## Passage provided
▽
RIF Core Answer Set Programming Dialect

Stijn Heymans, Vienna University of Technology, Austria
Michael Kifer, State University of New York at Stony Brook, USA


This document specifies the Core Answer Set Programming Dialect, RIF-CASPD, a language for exchanging rules among systems that are based on the Answer Set Programming paradigm. The RIF-CASPD presentation syntax and semantics are specified as specializations of the RIF Framework for Logic Dialects (RIF-FLD). The XML serialization syntax of RIF-CASPD is also given as a specialization of the XML syntax of RIF-FLD.

Table of Contents

1 Overview

This specification develops RIF-CASPD, the Core Answer Set Programming Dialect. RIF-CASPD is intended to capture the paradigm of declarative logic programming that is based on the answer set semantics [GLi02] (it is also known as the stable model semantics [GLi88] when applied to a subset of the language). The ASP paradigm is especially useful as a way of specifying and solving NP-complete problems.

Syntactically, RIF-CASPD corresponds to the language of rules, without function symbols, where rule heads can contain disjunctions or be empty but cannot contain equality. From the expressive power point of view, ASP-based knowledge representation is incomparable to the other frequently used logic programming paradigm, one that is based on the well-founded semantics (WFS) [GRS91]. One of the frequently cited difference is that ASP supports reasoning by cases, which is not possible using WFS. Due to the differences in their expressive power, the two paradigms are typically used for different purposes. ASP is ideally suited for solving hard combinatorial programs and such systems usually appear as embedded knowledge base components of imperative programming languages. In contrast, WFS-based systems typically are Turing-complete and can be used as programming languages in their own right.

Syntactically, RIF-CASPD has a number of extensions that are supported by RIF dialects. These include objects and frames as in F-logic [KLW95], internationalized resource identifiers (or IRIs, defined by [RFC-3987]) as identifiers for concepts, and XML Schema datatypes [XML-SCHEMA2].

Compared to RIF-BLD [RIF-BLD], RIF-CASPD does not support equality (in rule conclusions) or function symbols in keeping with the practice of ASP solvers. On the other hand, it supports two kinds of negation, Naf (default negation with ASP semantics) and Neg (the explicit negation). In addition, unlike in RIF-BLD, rule conclusions can be disjunctions of atomic formulas or they might be empty. The latter form of rules corresponds to integrity constraints. This makes RIF-CASPD a proper extension of [RIF-Core], but it is incomparable in its expressive power with RIF-BLD.
△
## Tasks to carry out
**a)** Decide whether each statement agrees with the RIF-CASPD specification, answering yes or no and quoting the deciding words: (i) RIF-CASPD allows function symbols in rules; (ii) ASP supports reasoning by cases, which WFS cannot do; (iii) RIF-CASPD is a proper extension of RIF-BLD.
**b)** Reproduce the RIF-CASPD specification verbatim from "Table of Contents" to "solving NP-complete problems.".

## Data provided
▽
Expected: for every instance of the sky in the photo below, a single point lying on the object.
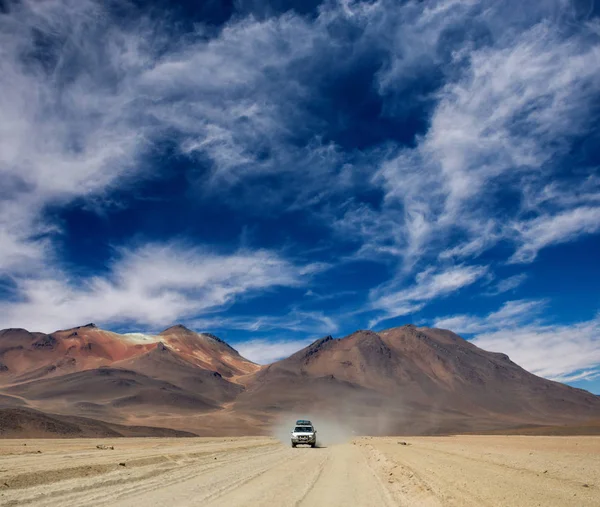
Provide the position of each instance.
(275, 171)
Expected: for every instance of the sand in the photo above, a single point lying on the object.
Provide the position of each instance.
(251, 471)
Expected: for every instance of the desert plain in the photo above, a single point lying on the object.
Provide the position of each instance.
(467, 470)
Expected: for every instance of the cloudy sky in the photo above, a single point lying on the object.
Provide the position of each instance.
(274, 171)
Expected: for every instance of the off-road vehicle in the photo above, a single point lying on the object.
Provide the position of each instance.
(304, 433)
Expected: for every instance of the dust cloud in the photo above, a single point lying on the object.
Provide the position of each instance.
(329, 430)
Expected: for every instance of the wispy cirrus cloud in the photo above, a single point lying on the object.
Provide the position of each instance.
(499, 101)
(153, 285)
(557, 351)
(429, 285)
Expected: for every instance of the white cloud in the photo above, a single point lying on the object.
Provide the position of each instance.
(507, 284)
(559, 352)
(154, 285)
(486, 171)
(267, 351)
(544, 231)
(430, 284)
(78, 121)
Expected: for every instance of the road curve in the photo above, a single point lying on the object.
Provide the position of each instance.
(252, 471)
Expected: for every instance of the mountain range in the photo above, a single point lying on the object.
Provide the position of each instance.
(405, 380)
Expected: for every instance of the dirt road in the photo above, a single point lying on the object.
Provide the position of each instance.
(443, 471)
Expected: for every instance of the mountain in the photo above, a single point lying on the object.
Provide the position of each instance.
(400, 380)
(416, 380)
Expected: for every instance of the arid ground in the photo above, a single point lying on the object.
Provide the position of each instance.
(248, 471)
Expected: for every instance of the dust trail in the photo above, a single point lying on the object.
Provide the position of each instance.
(330, 431)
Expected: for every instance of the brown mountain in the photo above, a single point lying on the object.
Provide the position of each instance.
(400, 380)
(416, 380)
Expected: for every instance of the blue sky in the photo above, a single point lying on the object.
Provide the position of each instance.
(276, 171)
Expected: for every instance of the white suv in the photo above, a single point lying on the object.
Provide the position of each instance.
(304, 433)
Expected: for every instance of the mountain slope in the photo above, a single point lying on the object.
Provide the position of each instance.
(413, 380)
(400, 380)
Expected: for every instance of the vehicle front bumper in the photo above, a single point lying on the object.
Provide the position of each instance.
(302, 439)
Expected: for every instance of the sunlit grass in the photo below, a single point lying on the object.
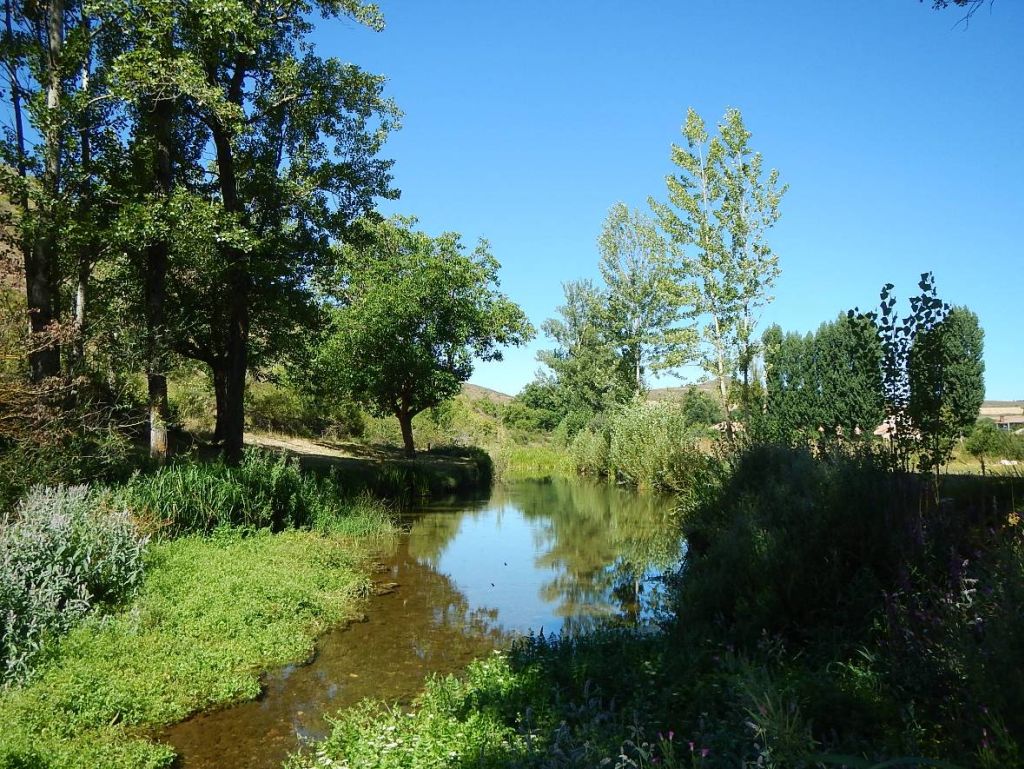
△
## Solutions
**a)**
(i) No: "RIF-CASPD corresponds to the language of rules, without function symbols"
(ii) Yes: "ASP supports reasoning by cases, which is not possible using WFS"
(iii) No: "it is incomparable in its expressive power with RIF-BLD"

**b)**
Table of Contents

1 Overview

This specification develops RIF-CASPD, the Core Answer Set Programming Dialect. RIF-CASPD is intended to capture the paradigm of declarative logic programming that is based on the answer set semantics [GLi02] (it is also known as the stable model semantics [GLi88] when applied to a subset of the language). The ASP paradigm is especially useful as a way of specifying and solving NP-complete problems.